── Reading passage

Hyte will manage the growth, interpretation and stewardship of VMFA’s Indigenous American art collection
Richmond, Virginia — The Virginia Museum of Fine Arts (VMFA) announced today that Siera Hyte (Cherokee Nation) has been appointed as the museum’s inaugural Schiller Family Curator of Indigenous American Art. Hyte will begin working at VMFA on August 26, 2024.
“We are delighted to welcome Siera to the Virginia Museum of Fine Arts, where she will be an incredible addition to our curatorial team,” said Director and CEO Alex Nyerges. “Siera will advance our commitment to Indigenous American art through important acquisitions, community engagement, exhibitions, publications, public programs and research.”
Hyte will be charged with the development, interpretation, and stewardship of VMFA’s Indigenous American art collection, which comprises nearly 1,000 works of art in a variety of media, including beadwork, ceramics, paintings, photographs, sculpture and textiles. She will also play a key role in the reinstallation of Indigenous American art in the James W. and Frances G. McGlothlin Wing II, as part of the museum’s upcoming expansion and renovation project. Other duties include working with VMFA staff members and stakeholders on the museum’s annual Pocahontas Reframed film festival, as well as ensuring the museum’s continued compliance with the Native American Graves Protection and Repatriation Act, or NAGPRA.
“Siera Hyte’s appointment as VMFA’s Schiller Family Curator of Indigenous American Art is both culturally relevant and timely,” said VMFA’s Chief Curator and Deputy Director for Art and Education Dr. Michael Taylor. “She is a dynamic curator whose commitment to new narratives and meaningful partnerships will strengthen our relationships with Indigenous artists and communities.”

────
── Data entries

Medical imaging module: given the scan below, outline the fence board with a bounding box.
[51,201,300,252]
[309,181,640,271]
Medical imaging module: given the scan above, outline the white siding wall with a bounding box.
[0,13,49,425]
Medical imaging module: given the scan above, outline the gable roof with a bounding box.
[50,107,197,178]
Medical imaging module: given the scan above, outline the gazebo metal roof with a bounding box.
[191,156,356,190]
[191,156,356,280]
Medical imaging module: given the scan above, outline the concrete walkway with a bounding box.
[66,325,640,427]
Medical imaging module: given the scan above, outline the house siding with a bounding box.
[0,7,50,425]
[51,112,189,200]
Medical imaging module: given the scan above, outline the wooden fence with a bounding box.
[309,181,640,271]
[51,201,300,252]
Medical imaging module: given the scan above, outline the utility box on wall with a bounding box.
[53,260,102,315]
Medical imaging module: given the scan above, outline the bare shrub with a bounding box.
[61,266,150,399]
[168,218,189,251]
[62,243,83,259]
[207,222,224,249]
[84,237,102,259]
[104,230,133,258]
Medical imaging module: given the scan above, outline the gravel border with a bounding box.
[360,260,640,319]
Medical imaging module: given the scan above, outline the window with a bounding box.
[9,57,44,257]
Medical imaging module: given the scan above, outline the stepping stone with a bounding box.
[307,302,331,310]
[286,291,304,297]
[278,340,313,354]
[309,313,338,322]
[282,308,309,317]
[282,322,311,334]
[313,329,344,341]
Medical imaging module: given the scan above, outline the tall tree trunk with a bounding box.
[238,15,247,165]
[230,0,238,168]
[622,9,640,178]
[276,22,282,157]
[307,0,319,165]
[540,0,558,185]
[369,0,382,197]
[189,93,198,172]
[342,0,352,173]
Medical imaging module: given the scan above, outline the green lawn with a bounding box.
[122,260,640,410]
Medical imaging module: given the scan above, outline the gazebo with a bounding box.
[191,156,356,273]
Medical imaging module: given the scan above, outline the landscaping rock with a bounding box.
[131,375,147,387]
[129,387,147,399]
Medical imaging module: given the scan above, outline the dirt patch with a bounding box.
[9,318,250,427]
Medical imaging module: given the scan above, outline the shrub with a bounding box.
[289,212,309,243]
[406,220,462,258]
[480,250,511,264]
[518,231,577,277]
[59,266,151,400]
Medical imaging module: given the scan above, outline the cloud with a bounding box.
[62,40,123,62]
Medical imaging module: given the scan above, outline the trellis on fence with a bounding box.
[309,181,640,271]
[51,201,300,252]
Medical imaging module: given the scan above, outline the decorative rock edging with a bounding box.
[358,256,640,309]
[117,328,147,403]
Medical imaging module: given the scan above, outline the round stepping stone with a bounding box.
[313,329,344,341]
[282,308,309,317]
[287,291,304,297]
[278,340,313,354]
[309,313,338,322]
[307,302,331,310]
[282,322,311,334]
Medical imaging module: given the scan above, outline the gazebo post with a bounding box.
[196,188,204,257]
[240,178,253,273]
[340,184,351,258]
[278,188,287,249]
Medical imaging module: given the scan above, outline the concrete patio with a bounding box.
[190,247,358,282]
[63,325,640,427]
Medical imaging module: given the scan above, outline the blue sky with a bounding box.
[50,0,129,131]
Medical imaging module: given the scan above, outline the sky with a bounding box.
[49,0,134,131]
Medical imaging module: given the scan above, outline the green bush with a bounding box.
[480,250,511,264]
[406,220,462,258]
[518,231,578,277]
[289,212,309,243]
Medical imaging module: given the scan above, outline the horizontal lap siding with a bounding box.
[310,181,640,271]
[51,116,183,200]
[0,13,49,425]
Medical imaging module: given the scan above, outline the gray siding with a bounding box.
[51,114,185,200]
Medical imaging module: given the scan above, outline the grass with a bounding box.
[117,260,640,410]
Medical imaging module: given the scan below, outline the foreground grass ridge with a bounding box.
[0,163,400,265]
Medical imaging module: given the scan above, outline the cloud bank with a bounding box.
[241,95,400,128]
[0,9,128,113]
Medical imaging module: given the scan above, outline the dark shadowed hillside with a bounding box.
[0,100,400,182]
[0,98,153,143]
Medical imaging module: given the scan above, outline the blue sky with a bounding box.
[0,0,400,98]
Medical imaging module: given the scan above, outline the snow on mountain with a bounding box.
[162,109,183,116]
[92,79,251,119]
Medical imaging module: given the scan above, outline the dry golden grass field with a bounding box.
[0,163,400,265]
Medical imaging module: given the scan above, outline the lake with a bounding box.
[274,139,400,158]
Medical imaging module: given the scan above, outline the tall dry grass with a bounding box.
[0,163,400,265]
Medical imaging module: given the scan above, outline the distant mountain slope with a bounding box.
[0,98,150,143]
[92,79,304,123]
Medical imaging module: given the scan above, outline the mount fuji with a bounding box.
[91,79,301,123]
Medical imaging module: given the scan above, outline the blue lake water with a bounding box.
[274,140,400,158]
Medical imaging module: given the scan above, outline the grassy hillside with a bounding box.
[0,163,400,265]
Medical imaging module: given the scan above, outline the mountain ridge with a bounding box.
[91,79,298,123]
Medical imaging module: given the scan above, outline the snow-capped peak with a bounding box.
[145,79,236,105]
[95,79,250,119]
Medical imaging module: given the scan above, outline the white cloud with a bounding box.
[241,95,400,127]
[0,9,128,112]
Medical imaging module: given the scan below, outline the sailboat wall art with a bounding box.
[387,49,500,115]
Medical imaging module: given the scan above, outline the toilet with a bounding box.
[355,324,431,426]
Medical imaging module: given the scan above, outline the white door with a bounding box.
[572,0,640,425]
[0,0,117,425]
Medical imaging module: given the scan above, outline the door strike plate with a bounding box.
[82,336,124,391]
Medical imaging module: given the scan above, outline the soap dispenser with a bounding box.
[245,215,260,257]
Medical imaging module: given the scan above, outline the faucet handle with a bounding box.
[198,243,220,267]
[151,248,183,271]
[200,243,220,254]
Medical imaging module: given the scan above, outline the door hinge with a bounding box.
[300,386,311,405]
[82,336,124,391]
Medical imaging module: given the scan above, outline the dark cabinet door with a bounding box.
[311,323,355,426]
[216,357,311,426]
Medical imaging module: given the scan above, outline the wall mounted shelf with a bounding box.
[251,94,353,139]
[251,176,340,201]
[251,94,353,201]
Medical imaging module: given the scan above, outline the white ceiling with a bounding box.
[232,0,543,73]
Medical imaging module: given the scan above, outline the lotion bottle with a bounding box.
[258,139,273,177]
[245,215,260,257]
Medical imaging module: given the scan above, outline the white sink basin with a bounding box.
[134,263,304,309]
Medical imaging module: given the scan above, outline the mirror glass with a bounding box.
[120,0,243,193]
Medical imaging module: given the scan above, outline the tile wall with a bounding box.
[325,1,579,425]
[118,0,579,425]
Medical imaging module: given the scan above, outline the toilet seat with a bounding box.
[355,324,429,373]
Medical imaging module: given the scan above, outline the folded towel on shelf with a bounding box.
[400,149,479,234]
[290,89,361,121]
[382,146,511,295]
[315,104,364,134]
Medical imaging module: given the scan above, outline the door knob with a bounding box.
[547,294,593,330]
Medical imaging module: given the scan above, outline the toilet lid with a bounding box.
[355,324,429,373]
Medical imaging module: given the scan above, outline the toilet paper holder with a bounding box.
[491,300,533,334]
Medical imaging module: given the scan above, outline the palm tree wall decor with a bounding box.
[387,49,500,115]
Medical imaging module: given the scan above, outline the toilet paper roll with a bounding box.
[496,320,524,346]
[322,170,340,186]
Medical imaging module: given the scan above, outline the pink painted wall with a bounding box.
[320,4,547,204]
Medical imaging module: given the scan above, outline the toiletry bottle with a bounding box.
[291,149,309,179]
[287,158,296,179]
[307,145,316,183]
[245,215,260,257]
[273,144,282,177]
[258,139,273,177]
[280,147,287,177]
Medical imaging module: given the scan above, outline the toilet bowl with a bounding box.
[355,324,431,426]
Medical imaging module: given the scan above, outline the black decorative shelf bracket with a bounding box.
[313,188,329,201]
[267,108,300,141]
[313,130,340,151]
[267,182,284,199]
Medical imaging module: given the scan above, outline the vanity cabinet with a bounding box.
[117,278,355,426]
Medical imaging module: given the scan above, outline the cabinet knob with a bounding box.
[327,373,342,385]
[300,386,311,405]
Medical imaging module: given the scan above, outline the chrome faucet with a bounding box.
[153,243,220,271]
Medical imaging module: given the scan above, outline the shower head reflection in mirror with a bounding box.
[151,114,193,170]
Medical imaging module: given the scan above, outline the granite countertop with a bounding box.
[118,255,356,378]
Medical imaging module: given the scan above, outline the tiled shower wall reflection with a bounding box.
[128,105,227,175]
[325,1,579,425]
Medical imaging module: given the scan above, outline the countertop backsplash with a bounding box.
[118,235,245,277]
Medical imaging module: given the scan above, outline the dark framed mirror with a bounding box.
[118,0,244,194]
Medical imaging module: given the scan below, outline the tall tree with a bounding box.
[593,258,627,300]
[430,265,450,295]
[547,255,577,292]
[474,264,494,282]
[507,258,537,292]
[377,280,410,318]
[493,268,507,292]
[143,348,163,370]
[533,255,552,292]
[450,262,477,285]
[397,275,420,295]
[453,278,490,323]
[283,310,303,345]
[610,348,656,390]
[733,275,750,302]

────

_Short exercise:_
Answer these questions from the VMFA appointment announcement:
1. On what date will Hyte begin working at VMFA?
2. About how many works of art does VMFA's Indigenous American art collection comprise?
3. What is the name of the museum's annual film festival that Hyte will work on?

_Result of this task:_
1. August 26, 2024
2. Nearly 1,000
3. Pocahontas Reframed